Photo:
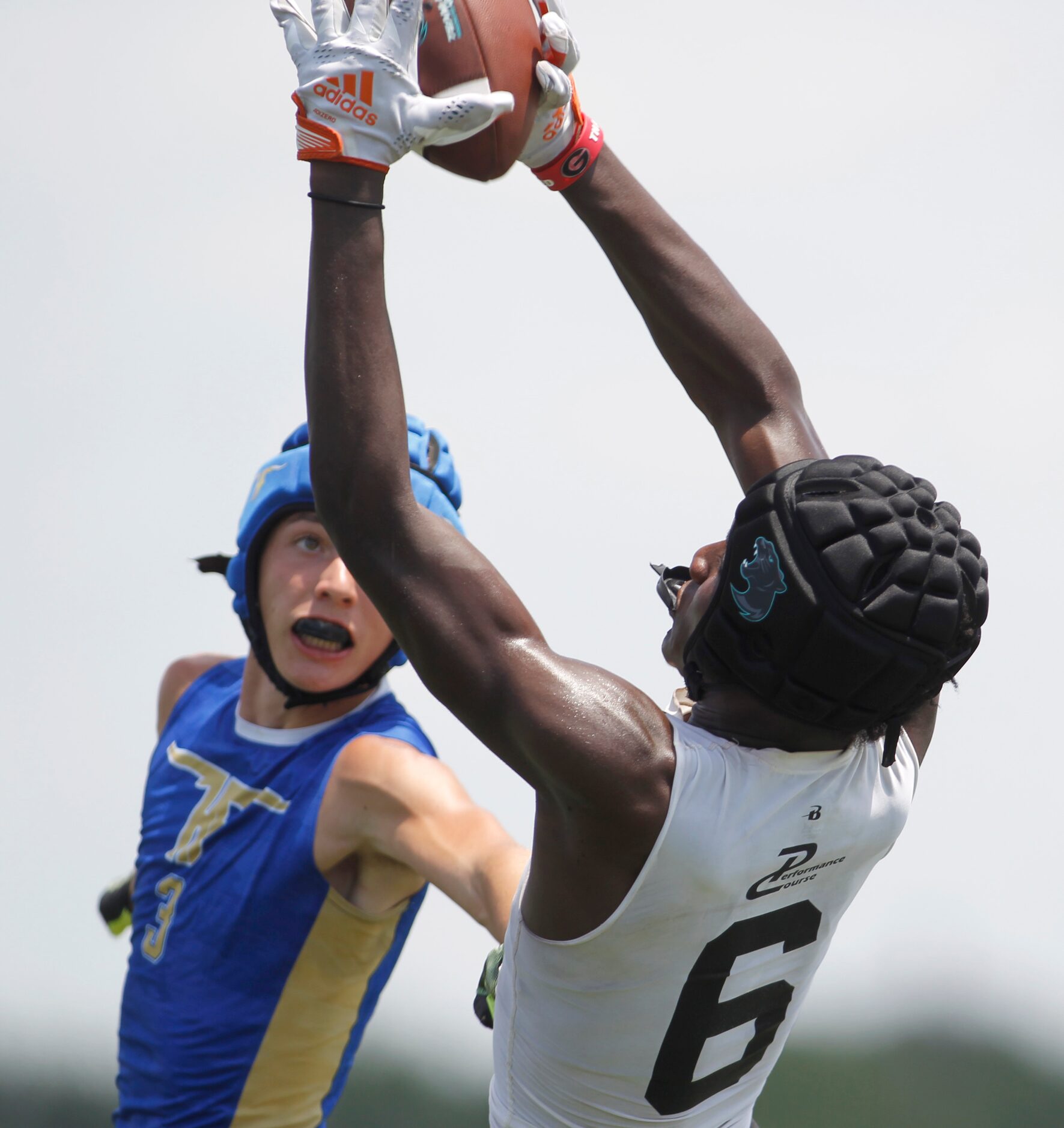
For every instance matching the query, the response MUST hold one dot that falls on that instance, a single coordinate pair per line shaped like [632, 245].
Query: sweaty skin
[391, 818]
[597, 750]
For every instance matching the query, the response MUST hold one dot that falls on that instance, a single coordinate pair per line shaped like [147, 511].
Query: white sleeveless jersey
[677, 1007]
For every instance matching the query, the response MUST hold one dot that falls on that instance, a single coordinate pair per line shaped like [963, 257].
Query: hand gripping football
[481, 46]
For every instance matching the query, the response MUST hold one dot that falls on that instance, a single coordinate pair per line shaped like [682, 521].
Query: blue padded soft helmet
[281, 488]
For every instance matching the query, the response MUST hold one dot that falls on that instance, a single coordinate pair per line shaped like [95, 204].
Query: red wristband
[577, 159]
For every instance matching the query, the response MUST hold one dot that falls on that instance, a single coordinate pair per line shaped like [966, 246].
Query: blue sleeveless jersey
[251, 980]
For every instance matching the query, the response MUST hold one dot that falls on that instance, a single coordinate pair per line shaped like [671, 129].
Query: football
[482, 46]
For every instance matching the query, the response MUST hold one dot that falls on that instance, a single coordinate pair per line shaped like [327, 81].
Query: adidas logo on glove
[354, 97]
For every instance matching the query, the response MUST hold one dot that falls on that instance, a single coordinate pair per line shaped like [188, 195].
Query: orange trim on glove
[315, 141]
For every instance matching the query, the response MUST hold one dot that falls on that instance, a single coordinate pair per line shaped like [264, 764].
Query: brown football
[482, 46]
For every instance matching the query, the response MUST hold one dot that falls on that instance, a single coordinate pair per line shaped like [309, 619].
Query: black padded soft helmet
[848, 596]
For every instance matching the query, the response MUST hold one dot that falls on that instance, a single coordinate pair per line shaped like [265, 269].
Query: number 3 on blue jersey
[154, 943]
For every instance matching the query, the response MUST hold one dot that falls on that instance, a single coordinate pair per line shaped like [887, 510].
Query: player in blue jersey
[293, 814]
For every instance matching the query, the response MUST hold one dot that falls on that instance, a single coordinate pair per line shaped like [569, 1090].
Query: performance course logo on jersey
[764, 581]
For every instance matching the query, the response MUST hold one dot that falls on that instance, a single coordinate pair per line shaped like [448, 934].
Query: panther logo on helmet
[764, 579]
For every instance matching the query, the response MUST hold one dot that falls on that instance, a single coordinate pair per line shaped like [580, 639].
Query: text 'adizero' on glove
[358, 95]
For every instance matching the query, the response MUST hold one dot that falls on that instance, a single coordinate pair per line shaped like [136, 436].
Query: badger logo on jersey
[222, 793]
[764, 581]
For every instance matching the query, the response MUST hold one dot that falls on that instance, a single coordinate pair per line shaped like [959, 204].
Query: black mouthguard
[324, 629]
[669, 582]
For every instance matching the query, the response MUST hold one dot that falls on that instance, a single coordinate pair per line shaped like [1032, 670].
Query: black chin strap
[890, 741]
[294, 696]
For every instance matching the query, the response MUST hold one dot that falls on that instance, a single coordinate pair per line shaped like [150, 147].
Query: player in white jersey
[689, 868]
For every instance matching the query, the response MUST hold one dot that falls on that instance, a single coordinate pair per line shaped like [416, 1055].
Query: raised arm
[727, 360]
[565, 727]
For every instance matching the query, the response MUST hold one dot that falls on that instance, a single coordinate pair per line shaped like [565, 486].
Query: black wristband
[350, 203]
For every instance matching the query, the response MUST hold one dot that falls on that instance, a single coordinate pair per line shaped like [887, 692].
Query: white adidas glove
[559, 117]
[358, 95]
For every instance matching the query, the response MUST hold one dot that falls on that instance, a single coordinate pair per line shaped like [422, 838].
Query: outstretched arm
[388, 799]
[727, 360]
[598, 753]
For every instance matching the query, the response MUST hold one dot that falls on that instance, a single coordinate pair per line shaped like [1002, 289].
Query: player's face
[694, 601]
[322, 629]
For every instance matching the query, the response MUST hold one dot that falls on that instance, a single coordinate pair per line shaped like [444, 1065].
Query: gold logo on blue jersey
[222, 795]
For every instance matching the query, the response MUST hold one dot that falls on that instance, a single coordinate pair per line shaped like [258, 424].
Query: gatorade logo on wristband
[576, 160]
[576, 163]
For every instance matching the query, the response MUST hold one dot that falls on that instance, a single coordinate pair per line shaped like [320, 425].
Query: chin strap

##########

▸ **What the task asks**
Exactly and exclusively, repeat the lines from the line that contains "like [887, 692]." through the end of the records, both ends included.

▸ **Problem solution**
For every instance matching the query, the response MUST hold one dot that falls on that instance, a single coordinate pair per line shaped like [887, 692].
Query: white adidas glove
[559, 117]
[358, 95]
For every instance matching the query, the response MUST hold one dot that falls on that instance, a single coordinate pair per line shaped like [422, 838].
Query: outstretched arm
[388, 799]
[727, 360]
[598, 753]
For every instance matching the query, the response MUST hold one dot that falls on that instance, a single coordinate pair per line shaped like [1002, 289].
Query: player's face
[694, 601]
[322, 629]
For every instance matching the query, the response MUST hold one dot that falls on that instance, a single coordinate pair per line shaped like [444, 1065].
Query: gold logo on blue jersey
[222, 795]
For every instance matching the query, the response MUST hold one dot that falls on that instance, a single coordinate pair per line shaped like [258, 424].
Query: gatorade logo on wristband
[576, 160]
[576, 163]
For every instance matching the query, the response MUST hold one dot that falls on that instance, a single coordinate pair per line shaped like [320, 425].
Query: chin strap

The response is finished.